Written instruction 1: In the listing, swap "distant skydiver" for "far-off skydiver" in everything from the line containing "Would you please pick out the parachutist" down to the end of the listing. Give those lines again with nothing else changed.

Text shown:

(watch here: https://youtu.be/7jThJBFu1Nw)
1Then Joshua gathered all the tribes of Israel to Shechem, and summoned the elders, the heads, the judges, and the officers of Israel; and they presented themselves before God. 2And Joshua said to all the people, ‘Thus says the Lord, the God of Israel: Long ago your ancestors—Terah and his sons Abraham and Nahor—lived beyond the Euphrates and served other gods. 3Then I took your father Abraham from beyond the River and led him through all the land of Canaan and made his offspring many. I gave him Isaac; 4and to Isaac I gave Jacob and Esau. I gave Esau the hill country of Seir to possess, but Jacob and his children went down to Egypt. 5Then I sent Moses and Aaron, and I plagued Egypt with what I did in its midst; and afterwards I brought you out. 6When I brought your ancestors out of Egypt, you came to the sea; and the Egyptians pursued your ancestors with chariots and horsemen to the Red Sea. 7When they cried out to the Lord, he put darkness between you and the Egyptians, and made the sea come upon them and cover them; and your eyes saw what I did to Egypt. Afterwards you lived in the wilderness for a long time. 8Then I brought you to the land of the Amorites, who lived on the other side of the Jordan; they fought with you, and I handed them over to you, and you took possession of their land, and I destroyed them before you. 9Then King Balak, son of Zippor of Moab, set out to fight against Israel. He sent and invited Balaam son of Beor to curse you, 10but I would not listen to Balaam; therefore he blessed you; so I rescued you out of his hand. 11When you went over the Jordan and came to Jericho, the citizens of Jericho fought against you, and also the Amorites, the Perizzites, the Canaanites, the Hittites, the Girgashites, the Hivites, and the Jebusites; and I handed them over to you. 12I sent the hornet ahead of you, which drove out before you the two kings of the Amorites; it was not by your sword or by your bow. 13I gave you a land on which you had not laboured, and towns that you had not built, and you live in them; you eat the fruit of vineyards and olive groves that you did not plant.

Written instruction 2: In the passage about Joshua gathering the tribes at Shechem, whom did King Balak invite to curse Israel?

Data shown:
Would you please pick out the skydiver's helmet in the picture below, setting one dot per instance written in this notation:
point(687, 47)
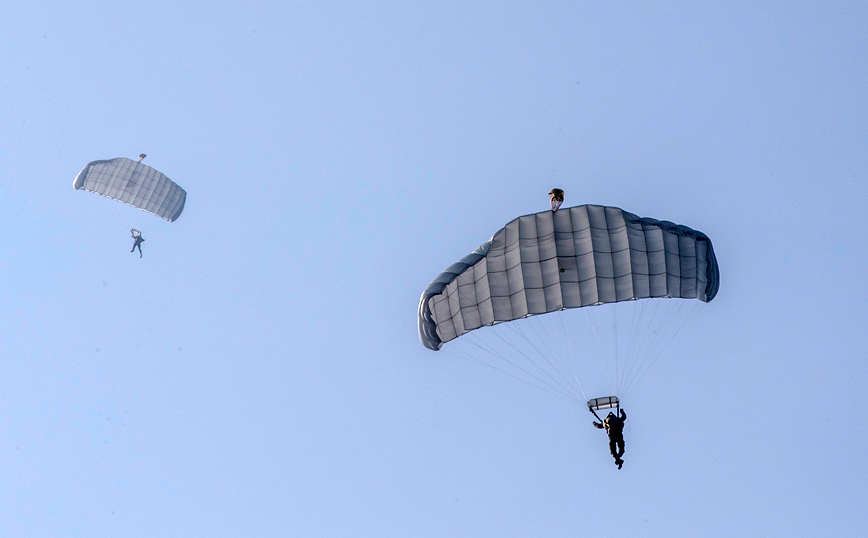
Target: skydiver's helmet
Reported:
point(557, 198)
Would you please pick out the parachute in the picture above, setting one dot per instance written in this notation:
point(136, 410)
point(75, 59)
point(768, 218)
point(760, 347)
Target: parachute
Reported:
point(547, 262)
point(606, 402)
point(134, 184)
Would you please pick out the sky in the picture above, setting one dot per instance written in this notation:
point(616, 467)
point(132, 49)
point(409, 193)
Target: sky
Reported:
point(258, 371)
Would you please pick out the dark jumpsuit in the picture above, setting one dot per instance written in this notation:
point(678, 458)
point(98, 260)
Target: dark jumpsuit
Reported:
point(615, 428)
point(138, 243)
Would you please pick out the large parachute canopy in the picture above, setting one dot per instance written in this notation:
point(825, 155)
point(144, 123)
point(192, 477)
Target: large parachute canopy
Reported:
point(583, 256)
point(135, 184)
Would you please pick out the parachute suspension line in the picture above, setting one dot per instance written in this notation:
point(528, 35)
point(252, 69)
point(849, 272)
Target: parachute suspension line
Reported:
point(642, 350)
point(615, 329)
point(563, 384)
point(553, 384)
point(694, 310)
point(633, 351)
point(118, 207)
point(592, 321)
point(549, 354)
point(570, 357)
point(469, 357)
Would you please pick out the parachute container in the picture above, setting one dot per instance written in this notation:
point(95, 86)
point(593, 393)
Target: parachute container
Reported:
point(134, 184)
point(607, 402)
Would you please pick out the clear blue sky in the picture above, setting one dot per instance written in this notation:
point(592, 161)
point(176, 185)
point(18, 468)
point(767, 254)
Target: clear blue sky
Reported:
point(258, 371)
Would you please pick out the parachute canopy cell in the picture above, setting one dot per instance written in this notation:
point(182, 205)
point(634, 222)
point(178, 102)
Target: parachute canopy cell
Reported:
point(606, 402)
point(582, 256)
point(135, 184)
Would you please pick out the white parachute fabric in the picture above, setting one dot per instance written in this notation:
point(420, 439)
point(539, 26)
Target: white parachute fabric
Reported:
point(549, 261)
point(135, 184)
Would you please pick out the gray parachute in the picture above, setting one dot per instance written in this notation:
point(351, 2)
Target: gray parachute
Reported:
point(549, 261)
point(135, 184)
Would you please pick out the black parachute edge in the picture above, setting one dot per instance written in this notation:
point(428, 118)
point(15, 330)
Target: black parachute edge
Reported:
point(428, 329)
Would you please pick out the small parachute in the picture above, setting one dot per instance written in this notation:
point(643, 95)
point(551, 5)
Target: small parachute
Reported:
point(134, 184)
point(606, 402)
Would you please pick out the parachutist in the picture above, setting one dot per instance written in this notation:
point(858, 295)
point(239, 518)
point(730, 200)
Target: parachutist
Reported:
point(614, 426)
point(137, 241)
point(557, 198)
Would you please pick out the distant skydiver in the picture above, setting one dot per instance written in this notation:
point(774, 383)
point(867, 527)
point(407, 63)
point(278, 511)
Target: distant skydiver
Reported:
point(137, 241)
point(615, 428)
point(557, 198)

Problem solution 1:
Would you please pick out the parachutist in the picture above, setting one dot per instance written in this notation:
point(858, 295)
point(239, 518)
point(730, 200)
Target: parachutist
Reported:
point(614, 426)
point(137, 241)
point(557, 198)
Would you please pick out the far-off skydiver in the picture above, setting one dot per instance written in this notation:
point(774, 383)
point(867, 527)
point(407, 63)
point(278, 511)
Target: far-off skydiver
Reported:
point(137, 241)
point(615, 428)
point(557, 198)

Problem solution 2: Balaam son of Beor